:: BLOC DE TEXTE ::
»»

Mme Abebech appartient au peuple des Gumuz, qui est installé dans l’ouest de l’Éthiopie. Beaucoup de membres de sa communauté pensent que le sang d’une femme est maudit.
Pendant la menstruation, une femme doit quitter le foyer conjugal. On lui donne parfois à manger par l’entremise d’un bâton pour ne pas la toucher.
Lorsqu’une femme enceinte est sur le point d’accoucher, elle est envoyée dans les bois pour vivre seule son accouchement. La croyance dit que si une femme accouche à côté ou à l’intérieur de la maison, son enfant peut tomber malade ou être handicapé ; la famille pourrait aussi avoir de la malchance.
Ces croyances ne sont pas partagées par tous, mais elles sont suffisamment répandues pour être à l’origine de beaucoup de souffrances.
Mme Abebech raconte l’histoire d’une de ses amies dont le bébé était mal positionné. Seule dans la nature, cette femme est décédée des suites de l’accouchement.
Les choses ont commencé à changer pour Mme Abebech lorsqu’elle était enceinte de son quatrième enfant.
À cette période, l’association de développement des femmes Mujejeguwa Loka (qui signifie « lumière de l’aurore » en Gumuz) a commencé son activité dans la région. Elle combat des pratiques dangereuses qui sont longtemps restées banalisées. L’association vise non seulement à éradiquer les accouchements en pleine nature, mais aussi le mariage d'enfants et les mutilations génitales féminines (MGF).
Cette association travaille avec les communautés pour les sensibiliser aux droits des femmes et des filles, et défend la possibilité pour les femmes d’accoucher accompagnées d’un professionnel de santé – infirmière, sage-femme ou médecin. Mujejeguwa Loka milite aussi pour l’application de politiques de condamnation des pratiques dangereuses et de la violence basée sur le genre. Elle aide également les victimes à obtenir un accès aux soins et à des services juridiques.
Tirhas Mezgebe a fondé l’association en 1996. Son travail l’a amenée à se retrouver face à des pratiques dangereuses pour les femmes, mais aussi à de criantes inégalités de genre, qui renforcent encore ces pratiques.
Mme Tirhas raconte l’histoire d’une terrible blessure due à un accouchement. « L’un des cas les plus terribles dont je me souvienne est celui d’une très jeune fille qui est allée accoucher dans les bois, a perdu son enfant, et a souffert d'une fistule obstétricale causé par un accouchement trop long. »

««

(Données stockées)
»»

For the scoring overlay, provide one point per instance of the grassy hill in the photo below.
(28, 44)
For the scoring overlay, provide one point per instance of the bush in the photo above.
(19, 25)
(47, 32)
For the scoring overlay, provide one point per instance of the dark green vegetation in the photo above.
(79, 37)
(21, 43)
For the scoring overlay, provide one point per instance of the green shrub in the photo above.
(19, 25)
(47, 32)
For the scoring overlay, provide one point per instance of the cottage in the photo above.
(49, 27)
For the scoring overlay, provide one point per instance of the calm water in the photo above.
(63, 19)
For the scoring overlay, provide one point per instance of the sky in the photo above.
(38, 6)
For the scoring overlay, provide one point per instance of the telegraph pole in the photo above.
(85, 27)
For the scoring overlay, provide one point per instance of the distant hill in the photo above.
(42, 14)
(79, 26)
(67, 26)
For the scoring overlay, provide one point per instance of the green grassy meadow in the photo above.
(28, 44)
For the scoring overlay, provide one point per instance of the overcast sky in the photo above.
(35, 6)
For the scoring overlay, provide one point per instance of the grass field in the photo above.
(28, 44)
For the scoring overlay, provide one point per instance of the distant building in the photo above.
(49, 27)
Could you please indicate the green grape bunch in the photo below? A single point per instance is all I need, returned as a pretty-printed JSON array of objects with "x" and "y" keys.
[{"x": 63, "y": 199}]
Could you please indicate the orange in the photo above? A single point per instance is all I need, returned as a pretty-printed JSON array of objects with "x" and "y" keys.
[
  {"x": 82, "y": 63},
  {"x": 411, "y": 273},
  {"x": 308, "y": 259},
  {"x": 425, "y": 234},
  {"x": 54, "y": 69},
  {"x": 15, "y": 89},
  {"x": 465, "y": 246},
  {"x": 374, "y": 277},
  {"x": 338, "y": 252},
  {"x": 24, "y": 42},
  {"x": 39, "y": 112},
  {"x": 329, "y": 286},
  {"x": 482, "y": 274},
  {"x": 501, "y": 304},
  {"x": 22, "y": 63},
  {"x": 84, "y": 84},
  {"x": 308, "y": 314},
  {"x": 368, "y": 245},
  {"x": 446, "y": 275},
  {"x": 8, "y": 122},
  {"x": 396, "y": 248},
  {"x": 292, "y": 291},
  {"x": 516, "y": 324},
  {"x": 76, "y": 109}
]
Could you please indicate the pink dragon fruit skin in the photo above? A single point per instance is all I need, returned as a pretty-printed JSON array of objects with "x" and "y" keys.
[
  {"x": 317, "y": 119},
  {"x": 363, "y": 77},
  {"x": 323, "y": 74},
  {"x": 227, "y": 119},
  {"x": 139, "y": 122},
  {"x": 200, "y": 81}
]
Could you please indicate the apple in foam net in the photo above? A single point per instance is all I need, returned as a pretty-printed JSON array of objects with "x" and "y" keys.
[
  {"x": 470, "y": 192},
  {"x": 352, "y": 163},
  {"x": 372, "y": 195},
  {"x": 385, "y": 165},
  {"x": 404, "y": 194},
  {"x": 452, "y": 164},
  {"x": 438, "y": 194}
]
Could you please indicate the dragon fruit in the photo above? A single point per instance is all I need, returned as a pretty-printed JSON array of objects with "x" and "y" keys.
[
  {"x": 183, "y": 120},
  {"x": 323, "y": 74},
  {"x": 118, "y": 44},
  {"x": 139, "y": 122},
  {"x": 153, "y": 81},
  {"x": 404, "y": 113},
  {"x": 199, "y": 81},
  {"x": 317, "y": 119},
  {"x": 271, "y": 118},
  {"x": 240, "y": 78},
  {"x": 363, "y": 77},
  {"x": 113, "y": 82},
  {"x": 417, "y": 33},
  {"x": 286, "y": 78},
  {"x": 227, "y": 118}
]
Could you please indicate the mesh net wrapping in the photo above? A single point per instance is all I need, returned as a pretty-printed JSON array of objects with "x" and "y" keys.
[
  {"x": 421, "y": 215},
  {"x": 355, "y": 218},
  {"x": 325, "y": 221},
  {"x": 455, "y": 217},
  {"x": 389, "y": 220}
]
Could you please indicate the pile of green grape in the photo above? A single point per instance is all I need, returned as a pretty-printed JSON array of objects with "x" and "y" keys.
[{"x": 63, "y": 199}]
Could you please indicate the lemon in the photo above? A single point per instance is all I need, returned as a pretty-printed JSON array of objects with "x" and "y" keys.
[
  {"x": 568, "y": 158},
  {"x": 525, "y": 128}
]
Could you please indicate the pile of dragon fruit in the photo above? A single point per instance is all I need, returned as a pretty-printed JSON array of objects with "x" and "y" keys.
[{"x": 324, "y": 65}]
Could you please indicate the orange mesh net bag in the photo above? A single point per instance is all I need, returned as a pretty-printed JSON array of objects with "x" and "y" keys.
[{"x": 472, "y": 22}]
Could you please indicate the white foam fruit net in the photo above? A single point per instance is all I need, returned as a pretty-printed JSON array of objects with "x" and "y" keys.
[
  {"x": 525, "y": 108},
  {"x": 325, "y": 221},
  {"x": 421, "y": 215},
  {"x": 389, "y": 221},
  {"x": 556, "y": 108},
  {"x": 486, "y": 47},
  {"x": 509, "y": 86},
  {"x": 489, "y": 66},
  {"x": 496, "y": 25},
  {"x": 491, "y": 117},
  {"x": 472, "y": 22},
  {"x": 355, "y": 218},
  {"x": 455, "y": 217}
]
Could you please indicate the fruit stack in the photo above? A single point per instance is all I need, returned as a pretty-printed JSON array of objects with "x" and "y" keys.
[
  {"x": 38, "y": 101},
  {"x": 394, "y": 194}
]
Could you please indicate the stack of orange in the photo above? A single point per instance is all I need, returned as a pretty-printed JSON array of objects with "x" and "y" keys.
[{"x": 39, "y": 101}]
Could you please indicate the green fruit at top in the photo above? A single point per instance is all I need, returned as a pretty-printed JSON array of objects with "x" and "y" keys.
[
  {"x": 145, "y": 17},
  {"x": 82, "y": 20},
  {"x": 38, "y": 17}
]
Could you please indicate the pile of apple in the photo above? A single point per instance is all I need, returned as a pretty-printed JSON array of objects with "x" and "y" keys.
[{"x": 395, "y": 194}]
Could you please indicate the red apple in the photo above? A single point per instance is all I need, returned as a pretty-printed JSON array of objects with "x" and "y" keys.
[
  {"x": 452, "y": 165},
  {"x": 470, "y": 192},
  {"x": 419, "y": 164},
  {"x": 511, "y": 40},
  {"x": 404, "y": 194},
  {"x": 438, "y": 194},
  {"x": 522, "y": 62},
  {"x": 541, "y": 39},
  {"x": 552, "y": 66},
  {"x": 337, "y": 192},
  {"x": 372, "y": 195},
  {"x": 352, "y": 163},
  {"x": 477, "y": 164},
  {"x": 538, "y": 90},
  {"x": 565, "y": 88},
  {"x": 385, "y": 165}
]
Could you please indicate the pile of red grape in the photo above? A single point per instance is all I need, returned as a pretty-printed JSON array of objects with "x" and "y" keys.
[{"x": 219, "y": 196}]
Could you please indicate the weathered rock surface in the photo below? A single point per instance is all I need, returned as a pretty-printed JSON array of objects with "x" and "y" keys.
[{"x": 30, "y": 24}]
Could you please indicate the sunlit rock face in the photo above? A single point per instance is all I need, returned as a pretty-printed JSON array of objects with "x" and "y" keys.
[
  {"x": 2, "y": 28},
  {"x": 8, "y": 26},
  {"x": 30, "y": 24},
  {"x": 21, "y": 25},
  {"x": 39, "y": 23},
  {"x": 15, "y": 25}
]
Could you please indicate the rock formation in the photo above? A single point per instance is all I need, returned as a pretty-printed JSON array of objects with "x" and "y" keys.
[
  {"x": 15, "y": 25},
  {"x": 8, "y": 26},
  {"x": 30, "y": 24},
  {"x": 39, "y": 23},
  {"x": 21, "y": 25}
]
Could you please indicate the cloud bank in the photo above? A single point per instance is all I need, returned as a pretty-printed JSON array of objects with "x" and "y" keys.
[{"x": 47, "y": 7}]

««

:: CONSIGNE 1 ::
Selon le texte sur les femmes gumuz, en quelle année Tirhas Mezgebe a-t-elle fondé l'association ?
:: CONSIGNE 2 ::
Renvoyez tel quel, s'il vous plaît, le passage du texte sur les femmes gumuz qui commence aux mots « Lorsqu’une femme enceinte » et s'arrête après « beaucoup de souffrances. ».

:: RÉPONSE COMPLÈTE 1 ::
En 1996.

:: RÉPONSE COMPLÈTE 2 ::
Lorsqu’une femme enceinte est sur le point d’accoucher, elle est envoyée dans les bois pour vivre seule son accouchement. La croyance dit que si une femme accouche à côté ou à l’intérieur de la maison, son enfant peut tomber malade ou être handicapé ; la famille pourrait aussi avoir de la malchance.
Ces croyances ne sont pas partagées par tous, mais elles sont suffisamment répandues pour être à l’origine de beaucoup de souffrances.